_GIVEN REQUEST_.
How many lines of the records below contain the string "tree", with case counting? Give only the number.

[Entries drawn from a collection]
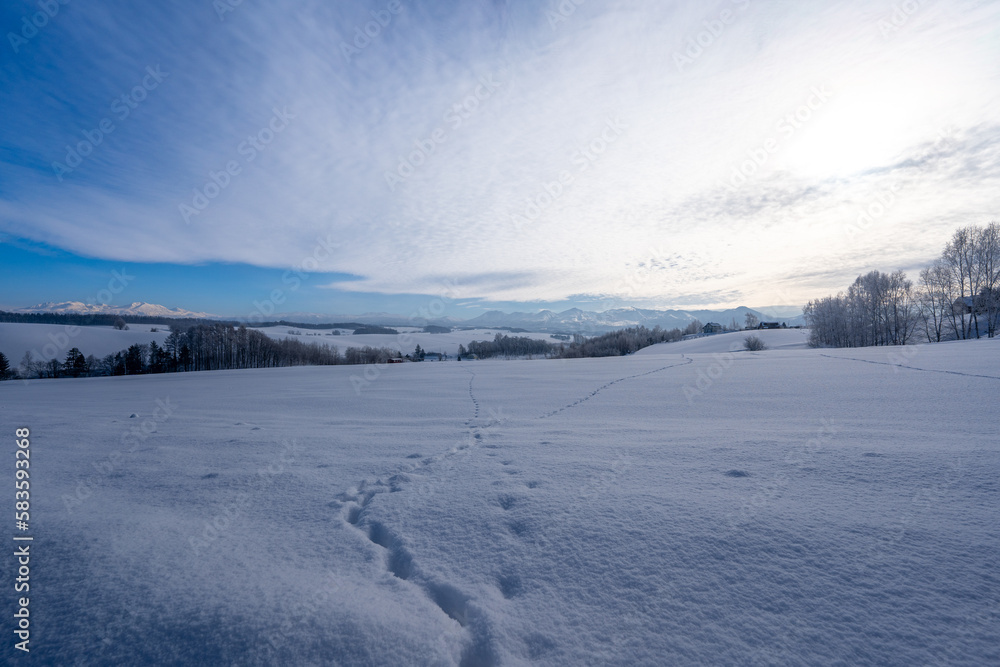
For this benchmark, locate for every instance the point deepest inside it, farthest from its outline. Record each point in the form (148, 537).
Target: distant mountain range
(134, 308)
(573, 320)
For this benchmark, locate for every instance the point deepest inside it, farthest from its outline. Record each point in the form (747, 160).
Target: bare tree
(936, 298)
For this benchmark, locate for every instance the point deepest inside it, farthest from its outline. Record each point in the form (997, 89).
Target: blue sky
(500, 154)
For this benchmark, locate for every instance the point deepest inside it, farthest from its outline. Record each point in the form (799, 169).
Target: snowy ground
(48, 341)
(791, 506)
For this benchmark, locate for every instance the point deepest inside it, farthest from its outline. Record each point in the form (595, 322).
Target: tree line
(612, 344)
(200, 347)
(956, 297)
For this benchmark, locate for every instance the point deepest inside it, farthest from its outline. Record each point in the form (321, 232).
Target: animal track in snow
(399, 561)
(912, 368)
(604, 386)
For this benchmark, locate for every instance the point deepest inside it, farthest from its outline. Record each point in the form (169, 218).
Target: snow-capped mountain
(134, 308)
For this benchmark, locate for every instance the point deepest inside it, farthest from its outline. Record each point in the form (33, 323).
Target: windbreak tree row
(957, 297)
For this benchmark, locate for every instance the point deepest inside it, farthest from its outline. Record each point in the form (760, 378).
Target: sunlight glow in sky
(651, 153)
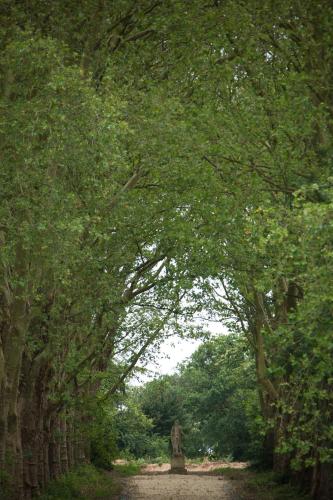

_RESULT BELOW_.
3